*Extract provided*.
>>>>
Reducing allocations and Other Optimizations
Profiling reveals the majority of time is spent in the innermost loop of the statparts function. This loop allocates quite a bit because the arrays are using slices. We can avoid allocations by using @views and more broadcasting. See “Consider using views for slices” and “More dots”,
function statparts(gi::F) where {F <: Function}
  function P(A::AbstractMatrix) # projection matrix
    A*pinv(A'*A)*A'
  end
  let gi=gi
    function(θ)
      giθ = gi(θ)
      p = length(θ)
      (n, k) = size(giθ)
      Ω = Hermitian(cov(giθ))
      gn=mean(gi(θ), dims=1)'
      iΩgn = Ω \ gn
      Gi = zeros(n,k,p)
      ForwardDiff.jacobian!(Gi,gi,θ)
      Gi = reshape(Gi, n , k, p)
      G = mean(Gi, dims=1)
      Γ = zeros(eltype(Gi),p,k,k)
      D = zeros(eltype(Gi),k, p)
      @inbounds for j in 1:p
        @inbounds for i in 1:n
          @views Γ[j,:,:] .+= (Gi[i,:,j] .- G[1,:,j]) * giθ[i,:]'
        end
        Γ[j,:,:] ./= n
        @views D[:,j] .= G[1,:,j] .- Γ[j,:,:]*iΩgn
      end
      return(n,k,p,gn, Ω, D, P)
    end
  end
end
@benchmark klm(gi)(β0)BenchmarkTools.Trial: 10000 samples with 1 evaluation.
 Range (min … max):  69.363 μs …   6.704 ms  ┊ GC (min … max):  0.00% … 92.
90%
 Time  (median):     76.354 μs               ┊ GC (median):     0.00%
 Time  (mean ± σ):   86.922 μs ± 255.393 μs  ┊ GC (mean ± σ):  11.10% ±  3.
73%
               ▁▁▃▄▆▅▇▇▆█▆▇▄▃▂                                  
  ▁▁▁▁▁▂▂▃▃▄▅▆█████████████████▇▆▅▄▃▃▂▂▂▂▂▂▂▂▁▁▂▁▁▁▁▁▁▁▁▁▁▁▁▁▁ ▃
  69.4 μs         Histogram: frequency by time           89 μs <
 Memory estimate: 118.53 KiB, allocs estimate: 501.
The code is now about ten times faster than the original.
Footnotes
Like scalar variables, StaticArrays exist on the stack instead of the heap, so creating them is much less costly and they do not count toward the reported allocations.↩︎
<<<<
*Task requirements*.
1. Give again the passage from the extract on reducing allocations, starting at "Reducing allocations and" and ending at "function(θ)".
2. According to the extract on reducing allocations, where does profiling show that most of the time is spent?

*Dataset entries*.
>>>>
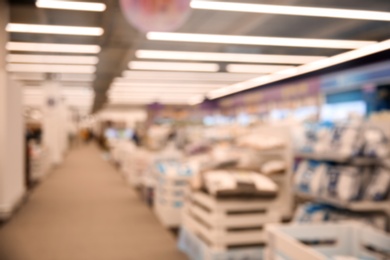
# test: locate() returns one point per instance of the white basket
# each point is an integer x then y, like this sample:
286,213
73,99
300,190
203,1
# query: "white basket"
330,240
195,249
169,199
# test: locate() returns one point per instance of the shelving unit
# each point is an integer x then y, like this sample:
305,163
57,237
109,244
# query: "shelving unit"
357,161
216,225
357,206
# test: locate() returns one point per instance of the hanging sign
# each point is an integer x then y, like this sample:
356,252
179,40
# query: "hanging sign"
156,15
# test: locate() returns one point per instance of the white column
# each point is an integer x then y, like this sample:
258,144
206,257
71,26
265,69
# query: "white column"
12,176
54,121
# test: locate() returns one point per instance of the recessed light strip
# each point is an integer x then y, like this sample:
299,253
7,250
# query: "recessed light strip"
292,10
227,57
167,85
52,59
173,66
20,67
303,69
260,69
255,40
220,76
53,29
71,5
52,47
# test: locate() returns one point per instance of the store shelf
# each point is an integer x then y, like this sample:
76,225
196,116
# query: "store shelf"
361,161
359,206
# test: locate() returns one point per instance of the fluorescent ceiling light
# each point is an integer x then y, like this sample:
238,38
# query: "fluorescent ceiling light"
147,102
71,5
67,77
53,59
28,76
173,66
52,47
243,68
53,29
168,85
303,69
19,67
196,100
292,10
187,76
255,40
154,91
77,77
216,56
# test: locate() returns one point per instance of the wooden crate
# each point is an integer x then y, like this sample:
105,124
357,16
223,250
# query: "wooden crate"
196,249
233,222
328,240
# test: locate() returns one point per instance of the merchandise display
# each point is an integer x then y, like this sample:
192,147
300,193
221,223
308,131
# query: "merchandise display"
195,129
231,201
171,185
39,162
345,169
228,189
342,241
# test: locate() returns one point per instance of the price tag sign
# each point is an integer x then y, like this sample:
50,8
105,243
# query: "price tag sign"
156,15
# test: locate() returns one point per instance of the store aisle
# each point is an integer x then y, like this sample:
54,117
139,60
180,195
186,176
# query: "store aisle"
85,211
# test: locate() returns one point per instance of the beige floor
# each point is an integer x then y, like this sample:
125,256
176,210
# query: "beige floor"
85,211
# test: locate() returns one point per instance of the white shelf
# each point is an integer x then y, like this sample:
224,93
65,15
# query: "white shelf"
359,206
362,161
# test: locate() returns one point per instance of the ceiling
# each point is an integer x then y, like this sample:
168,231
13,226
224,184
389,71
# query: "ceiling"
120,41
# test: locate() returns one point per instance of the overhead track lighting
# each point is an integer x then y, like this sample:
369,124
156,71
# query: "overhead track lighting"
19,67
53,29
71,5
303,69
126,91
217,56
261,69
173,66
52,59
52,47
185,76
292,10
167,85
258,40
<<<<
*Solution list*.
1.
Reducing allocations and Other Optimizations
Profiling reveals the majority of time is spent in the innermost loop of the statparts function. This loop allocates quite a bit because the arrays are using slices. We can avoid allocations by using @views and more broadcasting. See “Consider using views for slices” and “More dots”,
function statparts(gi::F) where {F <: Function}
  function P(A::AbstractMatrix) # projection matrix
    A*pinv(A'*A)*A'
  end
  let gi=gi
    function(θ)

2. In the innermost loop of the statparts function.